A few minutes before ten o’clock the French drums began to beat, and the regimental bands to play. Immediately after that the long-drawn-out procession of sullen and woebegone-looking Austrian captives began silently to trail its way out of the Stuttgart gate of the fortress. “Suddenly we saw an endless column file out of the town and march up in front of the Emperor, on the plain at the foot of a mountain.”

MACK SURRENDERS HIS SWORD

General Mack himself headed it, wan-faced and pale as the white uniform coat he wore, his eyes filled with tears, his head bowed, a pitiful and abject figure to behold. After him followed eighteen Austrian generals—a surprising number—most of them as wretched and downcast-looking as their chief. “Behold, Sire, the unfortunate Mack!” was the ill fated leader’s address to Napoleon, as he formally presented his sword. Napoleon, in a mood—as well he might be—in that hour of unparalleled triumph, to show courtesy to the fallen foe, desired Mack to keep his sword and remain at his side. He said the same to the eighteen other generals as, one by one, they came up in turn to tender him their swords. He returned each his sword and bade them all place themselves near their chief. When all the swords had been presented and returned, Napoleon made the Austrian generals collectively a short harangue. “Gentlemen,” he began, “war has its chances! Often victorious, you must expect sometimes to be vanquished!” He did not really know, Napoleon went on, why they were fighting. Their master had begun against him an unjust war. “I want nothing on the Continent,” said Napoleon in conclusion, “only ships, colonies, and commerce!” It was on the day before Trafalgar that these memorable words were spoken. The Austrian generals stared at Napoleon blankly, but not one uttered a word. “They were all very dull; it was the Emperor alone who kept up the conversation.” Then they took their stand beside their conqueror and looked on at the bitterly humiliating scene of the defilade of their fellow soldiers.

......

**GOAL 1:**
From the passage about Mack's surrender, list every quotation it encloses in quotation marks. Treat a quotation that a phrase such as "he began" interrupts as one item, and leave that phrase out.
**GOAL 2:**
Please return every line of the rows below that contains the word "provide". Case counts.

**RECORD SET:**
......

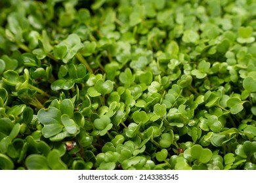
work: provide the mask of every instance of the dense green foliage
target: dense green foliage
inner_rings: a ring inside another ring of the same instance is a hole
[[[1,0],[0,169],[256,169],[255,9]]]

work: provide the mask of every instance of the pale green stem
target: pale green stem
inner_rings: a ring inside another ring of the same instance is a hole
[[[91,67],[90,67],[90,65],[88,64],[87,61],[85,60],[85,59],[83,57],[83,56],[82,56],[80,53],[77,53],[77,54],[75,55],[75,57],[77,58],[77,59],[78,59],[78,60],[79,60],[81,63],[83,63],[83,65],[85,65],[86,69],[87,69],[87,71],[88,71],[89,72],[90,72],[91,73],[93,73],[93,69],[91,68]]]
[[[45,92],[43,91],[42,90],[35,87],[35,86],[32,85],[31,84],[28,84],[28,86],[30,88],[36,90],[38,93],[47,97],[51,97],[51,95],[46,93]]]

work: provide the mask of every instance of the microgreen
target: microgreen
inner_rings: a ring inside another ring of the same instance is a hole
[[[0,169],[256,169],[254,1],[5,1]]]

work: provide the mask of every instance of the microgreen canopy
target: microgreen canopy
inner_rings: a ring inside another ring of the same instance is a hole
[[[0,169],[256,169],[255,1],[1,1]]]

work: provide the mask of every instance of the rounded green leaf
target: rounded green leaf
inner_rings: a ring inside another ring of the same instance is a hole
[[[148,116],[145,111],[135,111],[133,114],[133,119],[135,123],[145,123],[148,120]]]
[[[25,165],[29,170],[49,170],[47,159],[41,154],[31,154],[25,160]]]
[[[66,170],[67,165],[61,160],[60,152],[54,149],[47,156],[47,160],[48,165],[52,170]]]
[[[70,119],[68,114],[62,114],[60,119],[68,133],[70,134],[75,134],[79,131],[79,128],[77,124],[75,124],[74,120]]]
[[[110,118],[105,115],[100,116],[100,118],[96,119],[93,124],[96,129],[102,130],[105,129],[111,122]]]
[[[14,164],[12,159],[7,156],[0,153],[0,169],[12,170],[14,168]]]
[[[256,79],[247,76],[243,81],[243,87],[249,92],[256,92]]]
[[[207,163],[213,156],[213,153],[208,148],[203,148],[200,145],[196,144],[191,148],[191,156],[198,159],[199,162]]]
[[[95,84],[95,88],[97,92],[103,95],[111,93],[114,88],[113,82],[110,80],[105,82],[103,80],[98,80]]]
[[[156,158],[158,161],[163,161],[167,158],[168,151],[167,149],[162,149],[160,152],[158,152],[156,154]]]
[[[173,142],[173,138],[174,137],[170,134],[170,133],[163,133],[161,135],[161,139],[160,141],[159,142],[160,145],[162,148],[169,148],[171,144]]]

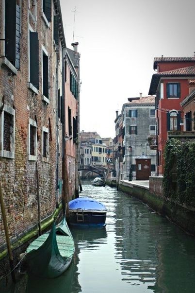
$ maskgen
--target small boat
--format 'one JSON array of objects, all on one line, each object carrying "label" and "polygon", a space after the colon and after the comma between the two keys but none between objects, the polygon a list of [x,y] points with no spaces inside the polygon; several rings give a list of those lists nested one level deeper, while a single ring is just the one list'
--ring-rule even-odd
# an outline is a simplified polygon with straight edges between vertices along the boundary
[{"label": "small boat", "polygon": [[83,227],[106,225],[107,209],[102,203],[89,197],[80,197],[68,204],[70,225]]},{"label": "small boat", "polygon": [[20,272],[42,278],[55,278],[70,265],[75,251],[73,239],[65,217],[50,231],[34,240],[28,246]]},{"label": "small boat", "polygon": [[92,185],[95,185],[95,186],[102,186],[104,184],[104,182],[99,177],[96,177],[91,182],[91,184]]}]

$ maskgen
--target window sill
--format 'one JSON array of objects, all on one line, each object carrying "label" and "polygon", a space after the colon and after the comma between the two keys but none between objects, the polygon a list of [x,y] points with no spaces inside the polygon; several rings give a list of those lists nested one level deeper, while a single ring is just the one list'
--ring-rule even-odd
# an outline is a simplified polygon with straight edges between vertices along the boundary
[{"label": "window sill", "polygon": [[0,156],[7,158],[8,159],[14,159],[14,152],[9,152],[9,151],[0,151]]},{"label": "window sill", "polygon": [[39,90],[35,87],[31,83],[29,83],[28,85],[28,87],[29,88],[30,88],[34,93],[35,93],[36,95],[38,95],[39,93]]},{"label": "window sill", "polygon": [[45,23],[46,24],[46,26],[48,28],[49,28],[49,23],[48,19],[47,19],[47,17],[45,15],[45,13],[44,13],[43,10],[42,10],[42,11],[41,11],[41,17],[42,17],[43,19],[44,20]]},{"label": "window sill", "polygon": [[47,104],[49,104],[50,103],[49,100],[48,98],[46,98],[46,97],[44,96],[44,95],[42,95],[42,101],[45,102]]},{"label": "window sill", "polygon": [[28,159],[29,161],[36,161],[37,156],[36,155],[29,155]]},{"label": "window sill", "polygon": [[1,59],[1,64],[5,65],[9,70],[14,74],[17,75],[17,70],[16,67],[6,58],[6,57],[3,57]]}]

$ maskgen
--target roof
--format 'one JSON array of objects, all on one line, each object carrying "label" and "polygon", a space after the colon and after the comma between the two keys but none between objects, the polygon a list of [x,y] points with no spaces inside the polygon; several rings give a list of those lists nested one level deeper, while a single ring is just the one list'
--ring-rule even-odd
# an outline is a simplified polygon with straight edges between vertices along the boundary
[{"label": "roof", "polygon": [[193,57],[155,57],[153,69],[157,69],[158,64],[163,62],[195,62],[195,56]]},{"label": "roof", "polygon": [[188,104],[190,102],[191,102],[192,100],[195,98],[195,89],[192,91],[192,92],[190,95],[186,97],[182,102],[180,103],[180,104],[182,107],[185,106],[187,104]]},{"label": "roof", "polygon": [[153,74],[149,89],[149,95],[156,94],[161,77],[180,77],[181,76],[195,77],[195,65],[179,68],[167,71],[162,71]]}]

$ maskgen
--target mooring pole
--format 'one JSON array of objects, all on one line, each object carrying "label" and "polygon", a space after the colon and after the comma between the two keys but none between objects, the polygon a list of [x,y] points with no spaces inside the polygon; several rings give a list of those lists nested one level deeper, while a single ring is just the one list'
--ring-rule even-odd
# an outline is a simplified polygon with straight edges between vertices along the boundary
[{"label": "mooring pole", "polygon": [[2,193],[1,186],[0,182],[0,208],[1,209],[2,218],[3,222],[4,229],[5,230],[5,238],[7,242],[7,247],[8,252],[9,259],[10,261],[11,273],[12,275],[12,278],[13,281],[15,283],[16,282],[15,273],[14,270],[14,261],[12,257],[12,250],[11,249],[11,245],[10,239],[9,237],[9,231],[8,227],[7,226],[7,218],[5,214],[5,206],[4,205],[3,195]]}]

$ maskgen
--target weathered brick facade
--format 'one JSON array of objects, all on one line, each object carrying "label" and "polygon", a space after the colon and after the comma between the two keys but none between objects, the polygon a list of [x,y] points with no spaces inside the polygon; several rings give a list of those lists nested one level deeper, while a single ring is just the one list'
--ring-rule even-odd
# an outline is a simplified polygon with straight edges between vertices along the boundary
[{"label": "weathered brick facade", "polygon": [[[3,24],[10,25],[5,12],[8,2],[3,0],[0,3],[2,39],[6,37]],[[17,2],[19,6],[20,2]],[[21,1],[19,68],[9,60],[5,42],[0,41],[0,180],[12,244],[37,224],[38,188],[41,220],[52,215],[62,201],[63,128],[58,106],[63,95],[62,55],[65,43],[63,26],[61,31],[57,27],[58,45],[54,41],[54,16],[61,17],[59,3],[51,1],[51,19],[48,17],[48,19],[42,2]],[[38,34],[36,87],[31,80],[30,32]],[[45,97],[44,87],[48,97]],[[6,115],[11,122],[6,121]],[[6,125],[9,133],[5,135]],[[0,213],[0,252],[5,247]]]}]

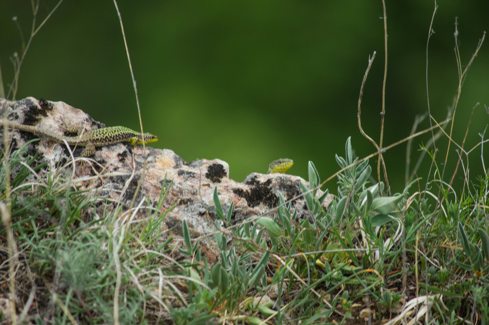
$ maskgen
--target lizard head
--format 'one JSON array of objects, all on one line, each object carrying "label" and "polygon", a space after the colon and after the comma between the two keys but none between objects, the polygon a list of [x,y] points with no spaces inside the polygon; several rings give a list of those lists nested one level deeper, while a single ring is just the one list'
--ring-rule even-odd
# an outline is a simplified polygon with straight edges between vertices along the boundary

......

**EXERCISE SOLUTION 1:**
1. Suddenly we saw an endless column file out of the town and march up in front of the Emperor, on the plain at the foot of a mountain.
2. Behold, Sire, the unfortunate Mack!
3. Gentlemen, war has its chances! Often victorious, you must expect sometimes to be vanquished!
4. I want nothing on the Continent, only ships, colonies, and commerce!
5. They were all very dull; it was the Emperor alone who kept up the conversation.

**EXERCISE SOLUTION 2:**
work: provide the mask of every instance of the dense green foliage
work: provide the mask of every instance of the pale green stem
work: provide the mask of every instance of the microgreen
work: provide the mask of every instance of the microgreen canopy
work: provide the mask of every instance of the rounded green leaf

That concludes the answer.